**AIM OF THE TASK:** Every line of the material below should be repeated exactly.

**DATASET RECORDS:**
####

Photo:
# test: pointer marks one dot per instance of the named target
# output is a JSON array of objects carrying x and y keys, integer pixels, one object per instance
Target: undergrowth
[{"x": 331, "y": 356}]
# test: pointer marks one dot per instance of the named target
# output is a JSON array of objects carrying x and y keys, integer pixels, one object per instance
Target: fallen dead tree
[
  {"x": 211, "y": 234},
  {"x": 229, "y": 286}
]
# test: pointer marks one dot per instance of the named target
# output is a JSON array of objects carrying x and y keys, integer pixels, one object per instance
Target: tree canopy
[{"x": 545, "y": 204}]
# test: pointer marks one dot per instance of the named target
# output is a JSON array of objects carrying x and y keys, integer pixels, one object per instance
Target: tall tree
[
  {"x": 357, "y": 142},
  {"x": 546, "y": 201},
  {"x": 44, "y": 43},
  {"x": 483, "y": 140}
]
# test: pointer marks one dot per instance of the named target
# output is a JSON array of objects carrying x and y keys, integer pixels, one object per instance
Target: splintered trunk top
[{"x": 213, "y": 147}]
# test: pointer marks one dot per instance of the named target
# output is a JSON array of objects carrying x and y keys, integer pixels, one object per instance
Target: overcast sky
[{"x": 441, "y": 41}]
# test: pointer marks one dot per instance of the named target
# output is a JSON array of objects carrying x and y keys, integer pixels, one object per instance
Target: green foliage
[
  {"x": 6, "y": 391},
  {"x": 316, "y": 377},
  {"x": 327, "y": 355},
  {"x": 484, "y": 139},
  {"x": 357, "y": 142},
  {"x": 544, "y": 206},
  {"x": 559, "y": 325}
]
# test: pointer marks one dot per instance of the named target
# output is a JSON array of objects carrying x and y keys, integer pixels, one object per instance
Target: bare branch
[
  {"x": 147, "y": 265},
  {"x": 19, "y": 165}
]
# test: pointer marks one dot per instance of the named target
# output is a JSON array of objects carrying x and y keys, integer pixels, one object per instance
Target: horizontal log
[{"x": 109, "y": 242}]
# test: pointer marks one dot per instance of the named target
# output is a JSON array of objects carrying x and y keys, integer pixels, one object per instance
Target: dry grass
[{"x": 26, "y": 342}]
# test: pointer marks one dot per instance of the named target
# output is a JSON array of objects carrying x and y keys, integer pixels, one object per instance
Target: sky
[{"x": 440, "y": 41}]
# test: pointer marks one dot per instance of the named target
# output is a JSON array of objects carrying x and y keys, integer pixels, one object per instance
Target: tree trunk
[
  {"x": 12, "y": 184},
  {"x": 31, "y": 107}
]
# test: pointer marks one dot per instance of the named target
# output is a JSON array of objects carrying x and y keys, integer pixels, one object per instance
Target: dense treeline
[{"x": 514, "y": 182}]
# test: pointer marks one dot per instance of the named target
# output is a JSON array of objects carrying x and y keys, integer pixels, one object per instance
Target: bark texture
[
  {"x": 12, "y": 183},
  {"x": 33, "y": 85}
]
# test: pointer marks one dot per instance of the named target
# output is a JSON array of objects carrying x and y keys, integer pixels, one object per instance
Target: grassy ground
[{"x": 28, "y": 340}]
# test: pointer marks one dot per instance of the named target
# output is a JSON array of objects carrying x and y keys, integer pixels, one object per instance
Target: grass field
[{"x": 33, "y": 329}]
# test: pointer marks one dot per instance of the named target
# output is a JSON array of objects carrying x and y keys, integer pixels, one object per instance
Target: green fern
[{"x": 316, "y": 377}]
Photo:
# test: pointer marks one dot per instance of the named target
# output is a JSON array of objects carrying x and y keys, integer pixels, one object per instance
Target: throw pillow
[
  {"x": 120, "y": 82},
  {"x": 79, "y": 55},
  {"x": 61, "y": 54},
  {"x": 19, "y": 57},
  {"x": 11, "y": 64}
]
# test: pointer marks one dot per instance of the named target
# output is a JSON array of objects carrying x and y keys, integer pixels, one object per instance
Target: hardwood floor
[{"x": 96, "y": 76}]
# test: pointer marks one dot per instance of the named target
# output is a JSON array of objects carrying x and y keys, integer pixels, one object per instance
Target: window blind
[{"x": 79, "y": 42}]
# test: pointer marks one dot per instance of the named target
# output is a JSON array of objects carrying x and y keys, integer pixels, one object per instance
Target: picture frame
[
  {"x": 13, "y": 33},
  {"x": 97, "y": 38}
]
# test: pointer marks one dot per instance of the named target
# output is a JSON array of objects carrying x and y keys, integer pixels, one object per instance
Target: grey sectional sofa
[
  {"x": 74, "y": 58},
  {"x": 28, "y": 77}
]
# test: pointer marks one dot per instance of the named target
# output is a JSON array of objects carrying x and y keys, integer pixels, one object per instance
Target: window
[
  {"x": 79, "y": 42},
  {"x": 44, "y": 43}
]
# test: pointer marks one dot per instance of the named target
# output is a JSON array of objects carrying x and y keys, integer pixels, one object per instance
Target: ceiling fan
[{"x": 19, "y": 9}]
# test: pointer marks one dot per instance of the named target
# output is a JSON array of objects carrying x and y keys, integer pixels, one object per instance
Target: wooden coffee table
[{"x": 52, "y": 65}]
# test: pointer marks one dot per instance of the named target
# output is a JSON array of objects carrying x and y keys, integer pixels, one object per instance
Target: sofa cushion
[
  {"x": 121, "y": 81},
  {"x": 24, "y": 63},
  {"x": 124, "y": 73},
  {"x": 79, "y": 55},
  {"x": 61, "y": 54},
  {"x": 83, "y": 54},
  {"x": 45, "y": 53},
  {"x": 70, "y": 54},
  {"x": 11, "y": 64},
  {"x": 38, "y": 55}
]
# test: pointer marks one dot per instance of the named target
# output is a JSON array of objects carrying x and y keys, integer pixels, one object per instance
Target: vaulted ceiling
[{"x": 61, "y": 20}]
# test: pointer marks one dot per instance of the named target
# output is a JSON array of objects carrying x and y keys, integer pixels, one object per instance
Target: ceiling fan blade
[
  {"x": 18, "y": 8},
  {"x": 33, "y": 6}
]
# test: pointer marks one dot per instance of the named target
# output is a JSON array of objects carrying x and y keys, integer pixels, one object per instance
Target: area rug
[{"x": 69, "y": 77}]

####

**COMPLETE OUTPUT:**
Photo:
# test: pointer marks one dot per instance of the named target
# output is a JSON array of objects carrying x and y keys, integer pixels, one object per instance
Target: undergrowth
[{"x": 331, "y": 356}]
# test: pointer marks one dot per instance of the named target
# output is a JSON array of objects carrying x and y keys, integer pixels, one object per instance
Target: fallen dead tree
[
  {"x": 211, "y": 234},
  {"x": 229, "y": 286}
]
# test: pointer marks one dot per instance of the named target
# output is a JSON array of objects carrying x and y keys, integer pixels, one object per instance
Target: tree canopy
[{"x": 545, "y": 204}]
# test: pointer marks one dot per instance of the named target
# output is a JSON array of objects carrying x and y keys, integer pixels, one object per instance
Target: tall tree
[
  {"x": 357, "y": 142},
  {"x": 546, "y": 201},
  {"x": 44, "y": 43},
  {"x": 483, "y": 140}
]
# test: pointer marks one dot per instance of the named target
# output is a JSON array of objects carrying x and y keys, integer pixels, one object per instance
Target: splintered trunk top
[{"x": 213, "y": 147}]
# test: pointer marks one dot per instance of the named target
# output is a JSON array of objects carrying x and y keys, integer pixels, one object per instance
Target: overcast sky
[{"x": 441, "y": 41}]
# test: pointer marks one dot per instance of the named target
# output is a JSON array of objects carrying x and y keys, integer pixels, one object per instance
Target: green foliage
[
  {"x": 6, "y": 391},
  {"x": 316, "y": 377},
  {"x": 327, "y": 355},
  {"x": 484, "y": 139},
  {"x": 357, "y": 142},
  {"x": 544, "y": 206},
  {"x": 559, "y": 325}
]
# test: pointer marks one dot per instance of the named target
# output is a JSON array of objects carrying x and y keys, integer pixels, one object per instance
Target: bare branch
[
  {"x": 147, "y": 265},
  {"x": 19, "y": 165}
]
# test: pointer marks one dot per instance of the named target
# output is a JSON array of objects carrying x and y keys, integer pixels, one object per instance
Target: horizontal log
[{"x": 109, "y": 242}]
# test: pointer marks one dot per instance of the named target
# output is a JSON array of objects carrying x and y keys, integer pixels, one object per instance
Target: dry grass
[{"x": 26, "y": 342}]
# test: pointer marks one dot per instance of the named target
# output is a JSON array of objects carrying x and y keys, integer pixels, one object per instance
Target: sky
[{"x": 440, "y": 41}]
# test: pointer marks one dot per instance of the named target
# output is a JSON array of objects carrying x and y keys, integer pixels, one object per instance
Target: tree trunk
[
  {"x": 12, "y": 184},
  {"x": 31, "y": 107}
]
# test: pointer marks one dot per instance of the named target
# output is a JSON array of objects carrying x and y keys, integer pixels, one object per instance
Target: dense treeline
[{"x": 514, "y": 182}]
# test: pointer marks one dot per instance of the named target
# output is a JSON array of objects carrying x and y keys, integer pixels, one object per instance
Target: bark texture
[
  {"x": 12, "y": 183},
  {"x": 33, "y": 85}
]
# test: pointer marks one dot per instance of the named target
# output is a JSON array of objects carrying x and y keys, integer pixels, one object per instance
Target: grassy ground
[{"x": 28, "y": 340}]
# test: pointer marks one dot per instance of the named target
# output is a JSON array of objects carrying x and y keys, integer pixels, one object per instance
Target: grass field
[{"x": 33, "y": 329}]
# test: pointer marks one dot per instance of the named target
# output is a JSON array of objects carrying x and y keys, integer pixels, one object per instance
Target: green fern
[{"x": 316, "y": 377}]
Photo:
# test: pointer marks one dot per instance of the named target
# output is a JSON array of objects carrying x and y keys, integer pixels, one object per instance
Target: throw pillow
[
  {"x": 120, "y": 82},
  {"x": 79, "y": 55},
  {"x": 61, "y": 54},
  {"x": 19, "y": 57},
  {"x": 11, "y": 64}
]
# test: pointer marks one dot per instance of the named target
# output is a JSON array of objects carrying x and y keys, integer pixels, one object per instance
Target: hardwood floor
[{"x": 96, "y": 76}]
# test: pointer marks one dot per instance of the named target
# output is a JSON array of objects carrying x and y keys, integer pixels, one object per instance
Target: window blind
[{"x": 79, "y": 42}]
# test: pointer marks one dot per instance of the named target
# output is a JSON array of objects carrying x and y keys, integer pixels, one object per instance
Target: picture frame
[
  {"x": 13, "y": 33},
  {"x": 97, "y": 38}
]
# test: pointer marks one dot per instance of the named target
# output is a JSON array of objects carrying x and y keys, integer pixels, one object per instance
Target: grey sectional sofa
[
  {"x": 74, "y": 58},
  {"x": 28, "y": 77}
]
# test: pointer marks one dot per instance of the named target
# output is a JSON array of objects carrying x and y keys, integer pixels, one object per instance
Target: window
[
  {"x": 79, "y": 42},
  {"x": 44, "y": 43}
]
# test: pointer marks one dot per instance of the named target
# output is a JSON array of objects carrying x and y keys, integer pixels, one object per instance
Target: ceiling fan
[{"x": 19, "y": 9}]
# test: pointer marks one dot per instance of the named target
# output is a JSON array of objects carrying x and y keys, integer pixels, one object per instance
Target: wooden coffee table
[{"x": 52, "y": 65}]
# test: pointer marks one dot per instance of the named target
# output is a JSON array of objects carrying x and y keys, integer pixels, one object per instance
Target: sofa cushion
[
  {"x": 121, "y": 81},
  {"x": 24, "y": 63},
  {"x": 124, "y": 73},
  {"x": 79, "y": 55},
  {"x": 61, "y": 54},
  {"x": 83, "y": 54},
  {"x": 45, "y": 53},
  {"x": 70, "y": 54},
  {"x": 11, "y": 64},
  {"x": 38, "y": 55}
]
# test: pointer marks one dot per instance of the named target
# output is a JSON array of objects carrying x and y keys, integer pixels, one object per instance
Target: vaulted ceiling
[{"x": 61, "y": 20}]
# test: pointer marks one dot per instance of the named target
# output is a JSON array of objects carrying x and y keys, integer pixels, one object per instance
Target: ceiling fan blade
[
  {"x": 18, "y": 8},
  {"x": 33, "y": 6}
]
# test: pointer marks one dot per instance of the named target
# output is a JSON array of objects carrying x and y keys, integer pixels, one object per instance
Target: area rug
[{"x": 69, "y": 77}]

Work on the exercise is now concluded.